Consigne:
Disposez, s'il vous plaît, toutes les lignes des items ci-dessous en un tableau Markdown à deux colonnes, « Numéro » et « Ligne », sans les lignes vides. Laissez les images hors de votre réponse.

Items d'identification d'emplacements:
________

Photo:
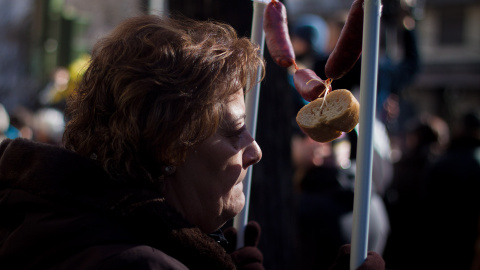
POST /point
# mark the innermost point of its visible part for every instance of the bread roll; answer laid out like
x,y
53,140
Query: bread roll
x,y
324,119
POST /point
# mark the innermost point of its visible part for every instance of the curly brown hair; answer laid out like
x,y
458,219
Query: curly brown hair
x,y
154,88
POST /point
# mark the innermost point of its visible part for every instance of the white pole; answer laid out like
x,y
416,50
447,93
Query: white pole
x,y
251,106
368,90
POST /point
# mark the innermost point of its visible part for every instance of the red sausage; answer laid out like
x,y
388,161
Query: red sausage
x,y
349,44
309,85
277,38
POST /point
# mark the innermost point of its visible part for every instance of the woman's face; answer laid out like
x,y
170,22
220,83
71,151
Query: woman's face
x,y
207,188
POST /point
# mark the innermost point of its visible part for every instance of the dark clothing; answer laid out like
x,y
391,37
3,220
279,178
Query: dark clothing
x,y
59,210
451,207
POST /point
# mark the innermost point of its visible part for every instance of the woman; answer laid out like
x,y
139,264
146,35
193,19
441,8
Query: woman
x,y
155,154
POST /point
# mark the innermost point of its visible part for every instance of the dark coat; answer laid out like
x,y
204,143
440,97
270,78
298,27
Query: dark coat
x,y
59,210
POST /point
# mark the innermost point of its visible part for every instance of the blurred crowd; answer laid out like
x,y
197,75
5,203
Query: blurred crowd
x,y
425,205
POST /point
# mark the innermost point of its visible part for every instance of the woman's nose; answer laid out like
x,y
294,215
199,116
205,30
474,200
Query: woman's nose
x,y
252,154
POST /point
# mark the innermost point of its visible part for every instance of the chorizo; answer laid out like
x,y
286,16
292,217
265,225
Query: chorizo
x,y
277,38
309,85
348,49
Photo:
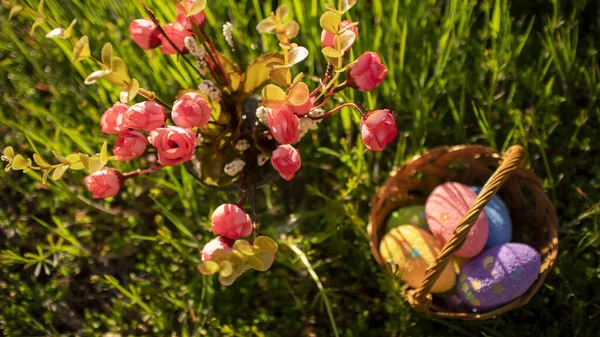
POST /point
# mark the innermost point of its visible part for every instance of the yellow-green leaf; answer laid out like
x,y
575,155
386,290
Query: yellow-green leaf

________

Tâche réalisée:
| Numéro | Ligne |
|---|---|
| 1 | Photo: |
| 2 | POST /point |
| 3 | # mark the innermost point of its visible part for every instance of the bread roll; answer laid out like |
| 4 | x,y |
| 5 | 53,140 |
| 6 | Query: bread roll |
| 7 | x,y |
| 8 | 324,119 |
| 9 | POST /point |
| 10 | # mark the innermost point of its visible part for every instance of the curly brown hair; answer laid out like |
| 11 | x,y |
| 12 | 458,219 |
| 13 | Query: curly brown hair |
| 14 | x,y |
| 15 | 154,88 |
| 16 | POST /point |
| 17 | # mark the innermost point of its visible part for every instance of the white pole; answer laid out like |
| 18 | x,y |
| 19 | 416,50 |
| 20 | 447,93 |
| 21 | Query: white pole |
| 22 | x,y |
| 23 | 251,106 |
| 24 | 368,90 |
| 25 | POST /point |
| 26 | # mark the innermost point of its visible part for every instance of the red sausage; answer laid out like |
| 27 | x,y |
| 28 | 388,161 |
| 29 | Query: red sausage |
| 30 | x,y |
| 31 | 349,44 |
| 32 | 309,85 |
| 33 | 277,38 |
| 34 | POST /point |
| 35 | # mark the innermost point of its visible part for every instance of the woman's face; answer laid out like |
| 36 | x,y |
| 37 | 170,22 |
| 38 | 220,83 |
| 39 | 71,151 |
| 40 | Query: woman's face |
| 41 | x,y |
| 42 | 207,188 |
| 43 | POST /point |
| 44 | # mark the innermost point of its visible part for every instance of the dark clothing; answer laid out like |
| 45 | x,y |
| 46 | 391,37 |
| 47 | 3,220 |
| 48 | 279,178 |
| 49 | Query: dark clothing |
| 50 | x,y |
| 51 | 59,210 |
| 52 | 451,207 |
| 53 | POST /point |
| 54 | # mark the innermost point of its visible part for every instance of the woman; answer laid out like |
| 55 | x,y |
| 56 | 139,264 |
| 57 | 146,35 |
| 58 | 193,19 |
| 59 | 441,8 |
| 60 | Query: woman |
| 61 | x,y |
| 62 | 155,154 |
| 63 | POST /point |
| 64 | # mark the innermost point of its visible part for every instance of the dark coat; answer laid out like |
| 65 | x,y |
| 66 | 204,143 |
| 67 | 440,97 |
| 68 | 270,78 |
| 69 | 298,27 |
| 70 | Query: dark coat |
| 71 | x,y |
| 72 | 59,210 |
| 73 | POST /point |
| 74 | # mark the innermost point of its visible part for every instance of the blurred crowd; answer laid out like |
| 75 | x,y |
| 76 | 197,75 |
| 77 | 5,203 |
| 78 | Query: blurred crowd |
| 79 | x,y |
| 80 | 425,205 |
| 81 | POST /point |
| 82 | # mark the innermost point of its visible part for every instance of the woman's nose; answer laid out like |
| 83 | x,y |
| 84 | 294,215 |
| 85 | 199,116 |
| 86 | 205,30 |
| 87 | 474,200 |
| 88 | Query: woman's nose |
| 89 | x,y |
| 90 | 252,154 |
| 91 | POST /point |
| 92 | # mark the innermost point of its visible part for every instance of the chorizo; answer laid out like |
| 93 | x,y |
| 94 | 286,16 |
| 95 | 292,217 |
| 96 | 265,225 |
| 97 | Query: chorizo |
| 98 | x,y |
| 99 | 277,38 |
| 100 | 309,85 |
| 101 | 348,49 |
| 102 | Photo: |
| 103 | POST /point |
| 104 | # mark the innermost point of its visible part for every instance of the yellow-green leaf; answer laid out like |
| 105 | x,y |
| 106 | 575,155 |
| 107 | 386,290 |
| 108 | Query: yellow-green leaf |